**Dataset records**

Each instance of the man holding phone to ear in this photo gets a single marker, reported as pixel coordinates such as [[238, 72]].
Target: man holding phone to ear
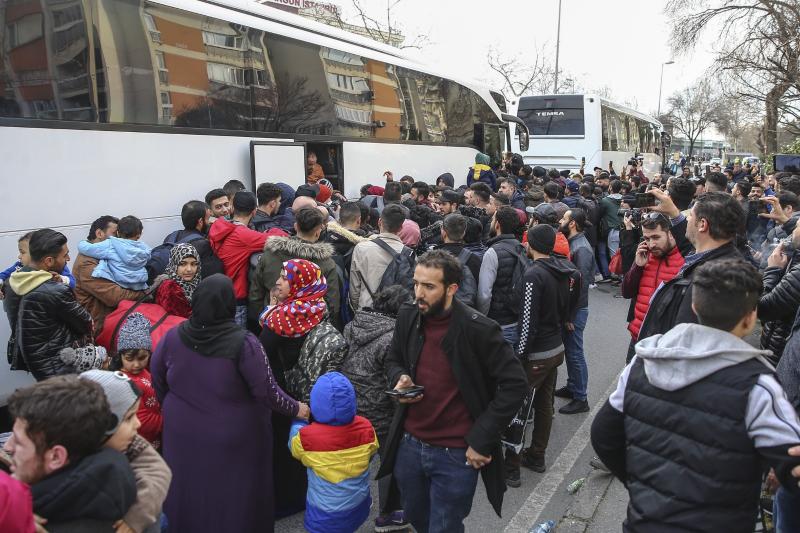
[[440, 440]]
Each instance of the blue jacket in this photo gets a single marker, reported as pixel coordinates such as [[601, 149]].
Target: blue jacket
[[121, 261], [5, 274], [336, 449]]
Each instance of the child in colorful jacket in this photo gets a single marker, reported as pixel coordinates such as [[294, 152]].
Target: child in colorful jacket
[[336, 448]]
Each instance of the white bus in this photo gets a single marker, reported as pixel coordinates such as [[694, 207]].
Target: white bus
[[137, 106], [566, 128]]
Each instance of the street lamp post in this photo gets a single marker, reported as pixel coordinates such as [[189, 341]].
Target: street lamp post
[[660, 84], [558, 45]]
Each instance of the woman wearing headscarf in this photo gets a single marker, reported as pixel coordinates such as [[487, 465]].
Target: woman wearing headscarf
[[369, 337], [174, 288], [301, 345], [218, 393]]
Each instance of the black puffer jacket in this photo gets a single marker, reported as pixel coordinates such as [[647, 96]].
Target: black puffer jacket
[[48, 318], [489, 377], [779, 302], [86, 496], [368, 337]]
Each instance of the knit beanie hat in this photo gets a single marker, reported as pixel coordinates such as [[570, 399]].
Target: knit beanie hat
[[121, 392], [542, 238], [83, 358], [135, 334]]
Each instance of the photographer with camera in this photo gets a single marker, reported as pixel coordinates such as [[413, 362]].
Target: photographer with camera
[[657, 260], [711, 228]]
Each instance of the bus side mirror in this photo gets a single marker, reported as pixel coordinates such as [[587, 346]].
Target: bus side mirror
[[524, 139]]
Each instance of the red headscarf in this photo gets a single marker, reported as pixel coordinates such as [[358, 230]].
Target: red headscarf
[[304, 308]]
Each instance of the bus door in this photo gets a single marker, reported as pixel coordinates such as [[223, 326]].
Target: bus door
[[329, 157], [491, 140], [278, 162]]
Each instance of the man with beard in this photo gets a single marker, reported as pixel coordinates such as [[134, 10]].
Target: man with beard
[[657, 261], [269, 197], [195, 216], [441, 439], [97, 295], [711, 227], [572, 226]]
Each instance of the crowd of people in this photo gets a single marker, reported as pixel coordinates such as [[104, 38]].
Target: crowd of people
[[254, 364]]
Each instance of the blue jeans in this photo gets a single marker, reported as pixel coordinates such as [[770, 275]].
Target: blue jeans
[[511, 334], [577, 372], [436, 485], [613, 242], [241, 316], [786, 508], [603, 259]]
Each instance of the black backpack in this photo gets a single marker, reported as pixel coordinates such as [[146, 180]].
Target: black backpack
[[400, 270], [159, 256], [468, 288], [518, 276]]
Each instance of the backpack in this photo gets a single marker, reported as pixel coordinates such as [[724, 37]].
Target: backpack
[[399, 272], [468, 288], [518, 276], [345, 310], [159, 256]]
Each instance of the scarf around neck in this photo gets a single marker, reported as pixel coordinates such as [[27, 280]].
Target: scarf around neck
[[211, 330], [178, 253]]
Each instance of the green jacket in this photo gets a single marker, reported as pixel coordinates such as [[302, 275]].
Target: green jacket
[[609, 206]]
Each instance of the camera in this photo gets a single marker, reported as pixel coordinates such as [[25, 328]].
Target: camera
[[634, 213]]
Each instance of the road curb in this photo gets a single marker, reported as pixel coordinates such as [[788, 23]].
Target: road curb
[[587, 500], [547, 488]]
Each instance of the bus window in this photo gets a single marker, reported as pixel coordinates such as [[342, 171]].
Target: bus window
[[176, 68], [557, 115], [633, 136]]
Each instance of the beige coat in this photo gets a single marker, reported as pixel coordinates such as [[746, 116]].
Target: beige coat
[[368, 265], [153, 477]]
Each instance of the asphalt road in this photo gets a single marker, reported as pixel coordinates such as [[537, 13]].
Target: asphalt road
[[544, 496]]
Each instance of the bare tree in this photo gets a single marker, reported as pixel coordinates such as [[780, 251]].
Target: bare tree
[[759, 52], [532, 76], [693, 110], [385, 31], [735, 117]]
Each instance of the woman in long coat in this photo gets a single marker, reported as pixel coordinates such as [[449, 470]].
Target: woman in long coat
[[217, 394], [302, 345]]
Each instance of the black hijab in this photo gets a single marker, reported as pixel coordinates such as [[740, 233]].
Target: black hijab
[[211, 330]]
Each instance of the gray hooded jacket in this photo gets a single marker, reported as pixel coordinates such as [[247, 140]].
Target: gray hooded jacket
[[690, 352]]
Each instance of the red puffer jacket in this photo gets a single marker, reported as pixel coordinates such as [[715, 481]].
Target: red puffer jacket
[[654, 273]]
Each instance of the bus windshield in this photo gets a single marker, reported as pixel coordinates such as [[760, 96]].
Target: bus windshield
[[552, 115]]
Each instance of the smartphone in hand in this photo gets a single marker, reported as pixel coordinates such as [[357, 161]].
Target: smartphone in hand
[[408, 392]]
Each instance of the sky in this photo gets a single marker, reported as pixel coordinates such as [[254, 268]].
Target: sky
[[616, 43]]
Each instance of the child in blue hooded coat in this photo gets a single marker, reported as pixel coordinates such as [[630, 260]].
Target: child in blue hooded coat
[[123, 258], [336, 448]]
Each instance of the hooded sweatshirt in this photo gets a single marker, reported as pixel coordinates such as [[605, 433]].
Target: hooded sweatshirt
[[122, 261], [369, 336], [684, 371], [45, 317], [336, 448], [545, 307]]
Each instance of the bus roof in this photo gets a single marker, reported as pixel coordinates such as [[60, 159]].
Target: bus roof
[[527, 102]]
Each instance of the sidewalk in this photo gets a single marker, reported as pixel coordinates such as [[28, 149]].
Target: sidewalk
[[599, 506]]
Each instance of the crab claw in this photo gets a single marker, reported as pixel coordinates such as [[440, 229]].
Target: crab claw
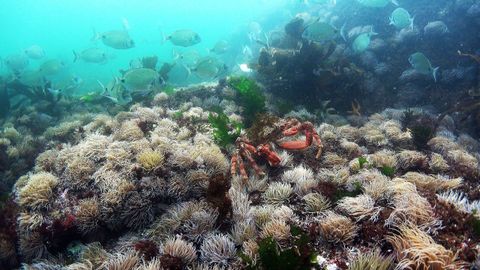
[[294, 145], [272, 157]]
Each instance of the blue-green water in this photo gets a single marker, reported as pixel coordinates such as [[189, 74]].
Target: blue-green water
[[59, 27]]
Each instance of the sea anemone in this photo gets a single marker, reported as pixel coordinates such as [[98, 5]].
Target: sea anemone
[[412, 208], [377, 189], [181, 249], [371, 261], [88, 215], [277, 229], [296, 174], [415, 249], [277, 193], [360, 207], [218, 249], [437, 163], [407, 160], [128, 131], [240, 204], [243, 231], [315, 202], [150, 159], [122, 261], [37, 192], [427, 182], [336, 228]]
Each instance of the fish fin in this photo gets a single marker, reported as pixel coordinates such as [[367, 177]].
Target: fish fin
[[164, 38], [267, 40], [102, 86], [435, 73], [96, 35], [189, 71], [125, 24], [342, 32], [175, 55], [75, 56], [411, 22]]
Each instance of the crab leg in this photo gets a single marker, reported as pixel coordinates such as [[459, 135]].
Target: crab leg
[[254, 165], [319, 144], [234, 160], [243, 172], [272, 157]]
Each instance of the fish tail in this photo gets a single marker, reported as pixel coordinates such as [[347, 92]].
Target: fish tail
[[189, 71], [95, 36], [435, 73], [175, 55], [75, 56], [342, 32]]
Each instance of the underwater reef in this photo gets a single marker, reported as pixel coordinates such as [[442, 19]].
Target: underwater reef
[[152, 187]]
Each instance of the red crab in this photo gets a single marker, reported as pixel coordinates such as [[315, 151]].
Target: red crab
[[292, 127], [246, 150]]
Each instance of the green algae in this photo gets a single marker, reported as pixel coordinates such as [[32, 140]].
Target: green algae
[[250, 97], [225, 132]]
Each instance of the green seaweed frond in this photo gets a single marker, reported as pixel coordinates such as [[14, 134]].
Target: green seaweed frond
[[271, 256], [250, 97], [342, 193], [362, 161], [225, 132], [168, 89], [388, 171]]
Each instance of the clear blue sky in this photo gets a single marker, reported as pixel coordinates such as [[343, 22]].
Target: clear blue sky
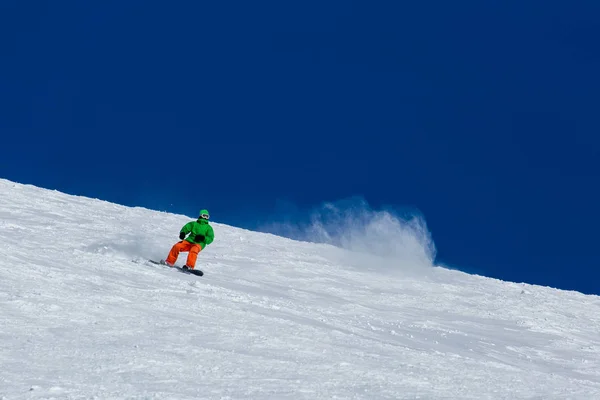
[[484, 115]]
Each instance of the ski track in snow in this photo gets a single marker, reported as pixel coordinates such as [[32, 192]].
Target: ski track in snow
[[83, 317]]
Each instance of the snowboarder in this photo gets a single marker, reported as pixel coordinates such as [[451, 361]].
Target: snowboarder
[[199, 235]]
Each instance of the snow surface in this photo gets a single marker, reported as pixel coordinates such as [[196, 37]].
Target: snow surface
[[82, 316]]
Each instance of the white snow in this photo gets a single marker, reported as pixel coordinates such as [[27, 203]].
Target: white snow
[[82, 317]]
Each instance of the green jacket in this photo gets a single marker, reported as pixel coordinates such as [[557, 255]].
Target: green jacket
[[199, 227]]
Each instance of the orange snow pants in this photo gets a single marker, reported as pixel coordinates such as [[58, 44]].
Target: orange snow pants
[[184, 246]]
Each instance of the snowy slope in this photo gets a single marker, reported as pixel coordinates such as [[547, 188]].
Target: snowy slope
[[82, 317]]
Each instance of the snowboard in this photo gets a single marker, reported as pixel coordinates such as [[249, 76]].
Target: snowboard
[[188, 271]]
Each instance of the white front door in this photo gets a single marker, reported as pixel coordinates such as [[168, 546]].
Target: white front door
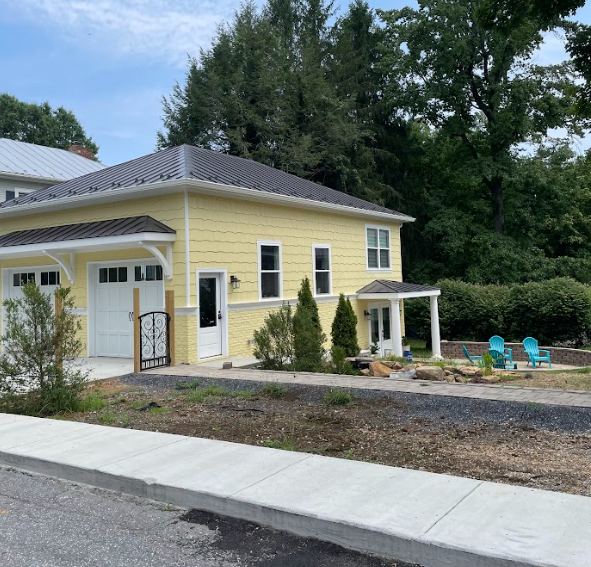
[[210, 338], [380, 328], [114, 304]]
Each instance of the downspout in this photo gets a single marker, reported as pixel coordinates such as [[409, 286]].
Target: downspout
[[187, 253]]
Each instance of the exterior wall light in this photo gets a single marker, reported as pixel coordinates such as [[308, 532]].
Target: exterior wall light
[[235, 282]]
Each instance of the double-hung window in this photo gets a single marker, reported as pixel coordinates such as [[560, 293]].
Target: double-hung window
[[378, 248], [322, 269], [270, 276]]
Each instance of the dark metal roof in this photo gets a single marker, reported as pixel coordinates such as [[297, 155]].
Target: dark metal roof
[[189, 162], [388, 286], [115, 227]]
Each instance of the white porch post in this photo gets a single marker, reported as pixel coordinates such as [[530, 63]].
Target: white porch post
[[435, 337], [396, 327]]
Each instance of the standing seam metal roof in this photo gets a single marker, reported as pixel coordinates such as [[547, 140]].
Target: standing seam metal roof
[[31, 160], [189, 162], [389, 286], [114, 227]]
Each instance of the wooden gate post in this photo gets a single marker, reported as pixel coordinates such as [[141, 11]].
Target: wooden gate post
[[169, 308], [137, 365], [58, 311]]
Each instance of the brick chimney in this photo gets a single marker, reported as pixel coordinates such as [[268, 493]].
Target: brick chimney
[[81, 151]]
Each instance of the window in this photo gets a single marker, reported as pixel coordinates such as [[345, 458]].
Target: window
[[113, 275], [322, 269], [270, 281], [21, 278], [378, 248], [148, 273]]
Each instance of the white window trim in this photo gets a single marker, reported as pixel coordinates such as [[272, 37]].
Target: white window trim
[[314, 247], [279, 245], [378, 228]]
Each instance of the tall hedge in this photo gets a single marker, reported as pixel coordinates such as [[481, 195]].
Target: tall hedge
[[556, 312]]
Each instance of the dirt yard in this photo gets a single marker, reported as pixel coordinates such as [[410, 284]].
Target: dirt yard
[[526, 444]]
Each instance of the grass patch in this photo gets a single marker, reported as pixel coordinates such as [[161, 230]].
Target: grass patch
[[193, 385], [338, 398], [274, 390]]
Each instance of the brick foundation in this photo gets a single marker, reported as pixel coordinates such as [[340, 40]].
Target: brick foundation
[[572, 356]]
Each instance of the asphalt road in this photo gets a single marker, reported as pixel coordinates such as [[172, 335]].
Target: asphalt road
[[50, 523]]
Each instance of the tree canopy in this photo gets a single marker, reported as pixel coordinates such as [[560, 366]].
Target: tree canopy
[[41, 124], [441, 112]]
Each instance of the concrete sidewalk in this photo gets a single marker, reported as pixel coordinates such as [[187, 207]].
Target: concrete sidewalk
[[414, 516], [572, 398]]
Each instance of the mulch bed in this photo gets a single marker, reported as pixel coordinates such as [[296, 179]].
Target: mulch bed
[[525, 444]]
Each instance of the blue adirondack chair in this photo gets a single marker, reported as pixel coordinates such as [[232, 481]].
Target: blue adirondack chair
[[472, 359], [535, 354], [498, 343], [499, 360]]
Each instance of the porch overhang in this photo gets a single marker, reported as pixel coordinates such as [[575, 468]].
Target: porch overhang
[[62, 243], [393, 292]]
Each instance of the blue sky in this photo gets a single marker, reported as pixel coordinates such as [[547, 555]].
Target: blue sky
[[111, 61]]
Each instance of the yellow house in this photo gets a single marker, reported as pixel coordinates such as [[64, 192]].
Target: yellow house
[[233, 238]]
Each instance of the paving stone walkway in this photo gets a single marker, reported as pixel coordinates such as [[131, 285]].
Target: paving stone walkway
[[571, 398]]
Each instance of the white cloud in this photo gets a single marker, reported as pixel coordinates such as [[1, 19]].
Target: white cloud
[[162, 30]]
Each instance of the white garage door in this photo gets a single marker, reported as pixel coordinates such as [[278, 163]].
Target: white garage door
[[48, 280], [114, 304]]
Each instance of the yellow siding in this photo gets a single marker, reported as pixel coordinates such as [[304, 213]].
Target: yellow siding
[[223, 234]]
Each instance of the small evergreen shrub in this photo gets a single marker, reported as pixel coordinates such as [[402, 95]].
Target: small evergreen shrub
[[339, 363], [274, 342], [308, 338], [344, 328]]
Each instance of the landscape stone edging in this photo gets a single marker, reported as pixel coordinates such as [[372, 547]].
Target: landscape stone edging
[[559, 355]]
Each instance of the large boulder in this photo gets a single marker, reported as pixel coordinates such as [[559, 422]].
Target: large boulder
[[379, 370], [435, 373]]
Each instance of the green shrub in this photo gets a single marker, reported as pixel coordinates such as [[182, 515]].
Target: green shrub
[[39, 349], [344, 328], [556, 311], [308, 338], [338, 398], [338, 363], [273, 343]]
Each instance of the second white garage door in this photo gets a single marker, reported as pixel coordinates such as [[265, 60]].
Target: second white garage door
[[114, 303]]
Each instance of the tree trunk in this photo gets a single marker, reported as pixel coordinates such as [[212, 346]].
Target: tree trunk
[[496, 192]]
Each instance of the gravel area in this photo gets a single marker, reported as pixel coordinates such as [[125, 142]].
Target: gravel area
[[446, 408]]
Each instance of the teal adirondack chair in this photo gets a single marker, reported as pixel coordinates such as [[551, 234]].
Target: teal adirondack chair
[[500, 360], [535, 354], [472, 359], [498, 343]]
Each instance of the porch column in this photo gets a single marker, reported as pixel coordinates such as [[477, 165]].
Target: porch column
[[435, 337], [396, 327]]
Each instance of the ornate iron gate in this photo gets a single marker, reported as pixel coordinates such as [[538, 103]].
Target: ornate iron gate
[[154, 340]]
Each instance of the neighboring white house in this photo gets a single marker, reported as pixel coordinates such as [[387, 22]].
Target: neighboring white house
[[28, 167]]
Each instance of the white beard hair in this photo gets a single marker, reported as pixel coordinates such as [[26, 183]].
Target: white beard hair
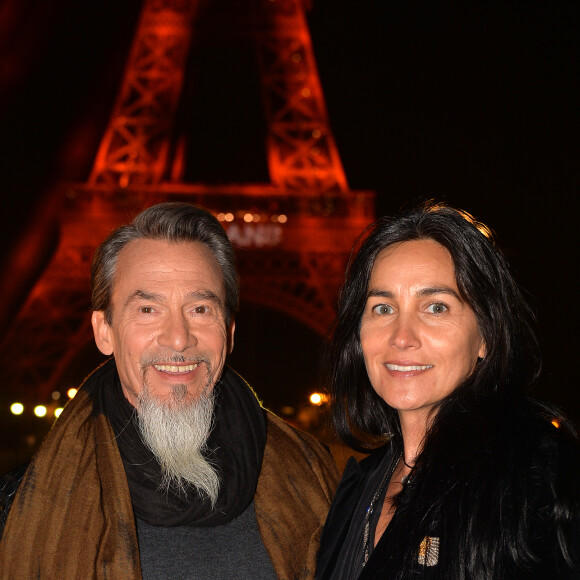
[[176, 432]]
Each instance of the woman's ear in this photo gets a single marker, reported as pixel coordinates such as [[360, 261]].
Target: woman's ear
[[482, 350], [103, 332]]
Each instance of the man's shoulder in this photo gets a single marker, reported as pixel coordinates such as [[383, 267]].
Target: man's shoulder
[[282, 434], [300, 449], [9, 484]]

**Aim**
Rewrite the entries starting at the line that contains "Each instance of the crab leg" and ending after the line that contains "[[199, 235]]", with "photo" changed to "image" throughout and nothing else altered. Leave out the pictures.

**Completed task**
Each instance of the crab leg in this image gets a single marker, reported as pixel coordinates such as [[459, 135]].
Target: crab leg
[[254, 165], [319, 144], [234, 160], [243, 172], [272, 157]]
Each instance of the fish tail in this image gets a single marker, reported as pixel coordinates such as [[347, 92]].
Target: fish tail
[[189, 71], [95, 36], [435, 73], [175, 55], [75, 56], [342, 32]]
Each instance of the underwater reef in this image gets a single marker, reported as pixel coordinates such as [[442, 19]].
Target: underwater reef
[[152, 187]]
Each instance of the red crab in this image gets a single marker, reported as pixel coordinates such as [[315, 151]].
Target: red crab
[[292, 127], [246, 150]]
Each instance of the green algae in this image gets a single marker, reported as pixel coordinates such as [[32, 140]].
Target: green algae
[[250, 97], [225, 132]]
Each instance of the green seaweed frond in this image gets a single marker, reported as pixel coordinates such as [[14, 134]].
Target: green seaweed frond
[[271, 256], [250, 97], [342, 193], [362, 161], [225, 132], [168, 89], [388, 171]]
Each instance of the clear blue sky in this image gets a single marker, reported as pixel coordinates such as [[343, 22]].
Target: clear blue sky
[[484, 115]]
Each instance of the ski track in snow in this image gets a single marker, reported as pixel coordinates such as [[32, 192]].
Target: ski track in snow
[[83, 317]]
Each instance of the snowboarder in this image gets a single marker, reported as pixel coordinates such as [[451, 361]].
Target: snowboarder
[[199, 235]]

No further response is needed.